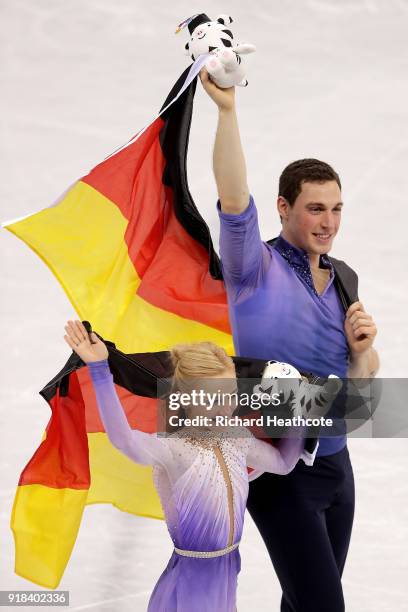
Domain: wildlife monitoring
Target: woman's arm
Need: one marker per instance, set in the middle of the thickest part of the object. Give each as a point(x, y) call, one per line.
point(139, 446)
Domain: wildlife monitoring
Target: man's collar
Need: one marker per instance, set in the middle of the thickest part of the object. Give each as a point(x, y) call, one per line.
point(296, 256)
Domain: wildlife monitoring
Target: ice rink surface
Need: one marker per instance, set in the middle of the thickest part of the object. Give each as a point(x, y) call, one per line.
point(328, 80)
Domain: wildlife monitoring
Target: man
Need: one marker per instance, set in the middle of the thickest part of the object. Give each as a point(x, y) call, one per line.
point(284, 305)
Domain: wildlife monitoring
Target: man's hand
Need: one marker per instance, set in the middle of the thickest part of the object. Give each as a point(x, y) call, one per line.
point(360, 328)
point(360, 332)
point(78, 339)
point(224, 98)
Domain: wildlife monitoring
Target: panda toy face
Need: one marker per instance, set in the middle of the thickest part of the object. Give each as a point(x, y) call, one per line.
point(209, 36)
point(278, 369)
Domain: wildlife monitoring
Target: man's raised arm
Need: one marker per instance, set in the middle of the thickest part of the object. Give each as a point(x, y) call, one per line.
point(228, 158)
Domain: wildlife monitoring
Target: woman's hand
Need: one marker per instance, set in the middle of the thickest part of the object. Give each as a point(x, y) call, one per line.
point(78, 339)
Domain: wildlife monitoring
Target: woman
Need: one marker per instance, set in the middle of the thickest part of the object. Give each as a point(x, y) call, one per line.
point(201, 477)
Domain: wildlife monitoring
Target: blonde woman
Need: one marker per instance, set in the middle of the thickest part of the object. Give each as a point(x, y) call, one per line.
point(202, 480)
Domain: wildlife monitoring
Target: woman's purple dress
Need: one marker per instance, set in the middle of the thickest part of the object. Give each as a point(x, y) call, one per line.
point(203, 492)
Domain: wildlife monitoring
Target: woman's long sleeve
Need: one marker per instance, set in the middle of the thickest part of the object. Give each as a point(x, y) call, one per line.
point(280, 459)
point(139, 446)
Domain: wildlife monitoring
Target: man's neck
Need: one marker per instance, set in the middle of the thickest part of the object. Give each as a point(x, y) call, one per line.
point(314, 258)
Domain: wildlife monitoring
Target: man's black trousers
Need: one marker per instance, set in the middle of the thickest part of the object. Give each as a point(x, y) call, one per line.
point(305, 519)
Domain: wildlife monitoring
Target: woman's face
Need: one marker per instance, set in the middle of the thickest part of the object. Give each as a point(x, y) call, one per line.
point(213, 395)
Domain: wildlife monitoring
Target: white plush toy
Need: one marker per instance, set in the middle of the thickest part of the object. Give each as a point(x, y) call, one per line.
point(304, 394)
point(225, 65)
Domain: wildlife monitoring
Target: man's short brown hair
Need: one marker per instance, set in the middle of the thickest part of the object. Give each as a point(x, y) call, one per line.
point(304, 171)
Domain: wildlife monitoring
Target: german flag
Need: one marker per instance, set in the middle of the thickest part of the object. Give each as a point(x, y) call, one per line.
point(135, 258)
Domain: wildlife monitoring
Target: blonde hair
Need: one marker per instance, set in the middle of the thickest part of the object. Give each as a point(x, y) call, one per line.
point(192, 362)
point(199, 360)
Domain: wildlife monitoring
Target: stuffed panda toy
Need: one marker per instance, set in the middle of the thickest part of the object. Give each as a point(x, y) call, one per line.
point(305, 394)
point(225, 64)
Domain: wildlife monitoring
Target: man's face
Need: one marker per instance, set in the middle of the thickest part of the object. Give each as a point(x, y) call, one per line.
point(314, 219)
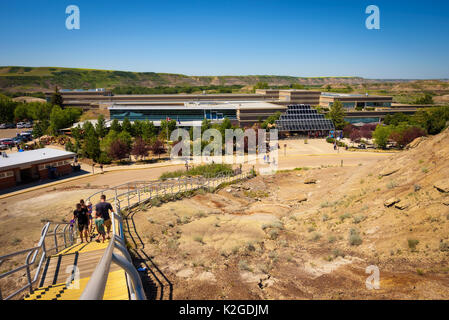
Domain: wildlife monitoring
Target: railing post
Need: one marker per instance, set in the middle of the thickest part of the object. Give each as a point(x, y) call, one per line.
point(138, 193)
point(65, 238)
point(30, 283)
point(56, 237)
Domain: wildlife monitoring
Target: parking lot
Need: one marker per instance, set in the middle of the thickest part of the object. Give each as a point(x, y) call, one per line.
point(11, 133)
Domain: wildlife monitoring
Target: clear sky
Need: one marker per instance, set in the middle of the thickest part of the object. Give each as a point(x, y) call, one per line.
point(227, 37)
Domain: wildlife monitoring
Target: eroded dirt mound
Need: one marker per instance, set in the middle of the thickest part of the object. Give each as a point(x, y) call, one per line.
point(284, 237)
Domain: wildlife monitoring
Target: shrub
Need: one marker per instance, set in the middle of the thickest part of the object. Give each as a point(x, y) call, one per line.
point(444, 246)
point(274, 234)
point(316, 236)
point(198, 239)
point(345, 216)
point(392, 184)
point(156, 202)
point(412, 243)
point(354, 237)
point(338, 253)
point(359, 219)
point(208, 170)
point(243, 265)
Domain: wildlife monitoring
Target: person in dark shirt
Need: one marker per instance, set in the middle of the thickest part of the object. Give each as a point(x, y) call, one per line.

════════════════════

* STATED EXERCISE *
Count the lines of the items that contain the word "hair", treating uppercase and lowercase as different, and give only the number.

* FULL RESPONSE *
2